図1では、「申請者→直属上司→技術調査会社Q→技術調査会社R→終点決済」というワークフローによって価格付けの処理が行われる例が示されている。
【0012】
会社Pの申請者は「データを売りたい」という申請を出すが、申請者自身は、当該データの属する技術分野(技術Q、技術R)の専門家ではなく、当該データの価格の相場について精通していない。直属上司は、売るという判断にはOKを出したいが、自身も非専門家なので価格の妥当性を検証できない。そこで、当該データの価格は会社においては保留にされて、他社である技術調査会社の意見次第で決まることとする。技術調査会社は、その専門性に基づいてデータの価格を決める属性値を決定する。終点決済では、その属性値に基づいて最終的に価格が決定される。なお、各会社における決定事項は、会社別のブロックチェーン(BC)に記録されることとする。また、各技術調査会社において属性値を決定する者を、便宜上、「審査官」という。
【0013】
このような取引がシーケンシャルに流れる状況を考える。制約としては以下を想定する。
【0014】
(1)各技術調査会社の審査官に与えられる属性値付けには幅がある。すなわち、複数の取引に対して与えられる属性値の分散は0ではない。例えば、或る審査官が全での取引に高評価をつけたりする、などは許されない。一定期間の間、高~低評価まで、幅を持たせた評価付けが行われる必要がある。

• **表示データ**:

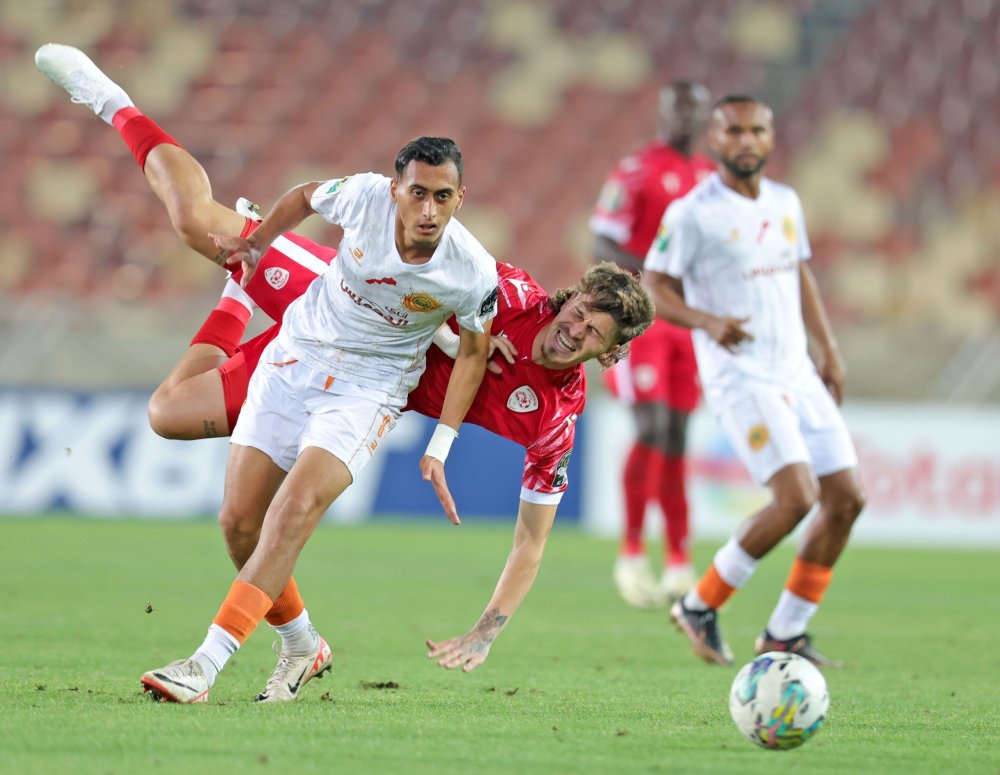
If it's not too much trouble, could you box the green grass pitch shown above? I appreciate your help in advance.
[0,517,1000,775]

• **課題一覧**:
**A.** 提示文のうち、「図1では、「申請者→直属上司」から「決定する者を、便宜上、「審査官」という。」までの部分を、一字も変えずにそのまま返してください。
**B.** 提示文にある「技術調査会社は、その専門性に基づいてデータの価格を決める属性値を決定する。」という一文を英語に訳してください。
**C.** データの価格付けの流れを説明した提示文を、最後の文の後から書き継いでください。

• **想定結果**:
**A.**
図1では、「申請者→直属上司→技術調査会社Q→技術調査会社R→終点決済」というワークフローによって価格付けの処理が行われる例が示されている。
【0012】
会社Pの申請者は「データを売りたい」という申請を出すが、申請者自身は、当該データの属する技術分野(技術Q、技術R)の専門家ではなく、当該データの価格の相場について精通していない。直属上司は、売るという判断にはOKを出したいが、自身も非専門家なので価格の妥当性を検証できない。そこで、当該データの価格は会社においては保留にされて、他社である技術調査会社の意見次第で決まることとする。技術調査会社は、その専門性に基づいてデータの価格を決める属性値を決定する。終点決済では、その属性値に基づいて最終的に価格が決定される。なお、各会社における決定事項は、会社別のブロックチェーン(BC)に記録されることとする。また、各技術調査会社において属性値を決定する者を、便宜上、「審査官」という。

**B.** The technical research company determines, based on its expertise, the attribute value that sets the price of the data.

**C.**
【0015】
(2)各審査官の属性値付けは、自分より前の段階の審査官の判断に依存する可能性がある。例えば、1次審査では書類審査で篩にかけ、2次審査では技術審査で詳細に調査されるというイメージである。
【0016】
なお、このようなワークフローは、データ売買以外でも適用可能である。例えば、電力事業者における電力売買の利益配分システムに対して当該ワークフローが適用されてもよい。
【0017】
上記のワークフローに関して考えられるアプローチについて説明する。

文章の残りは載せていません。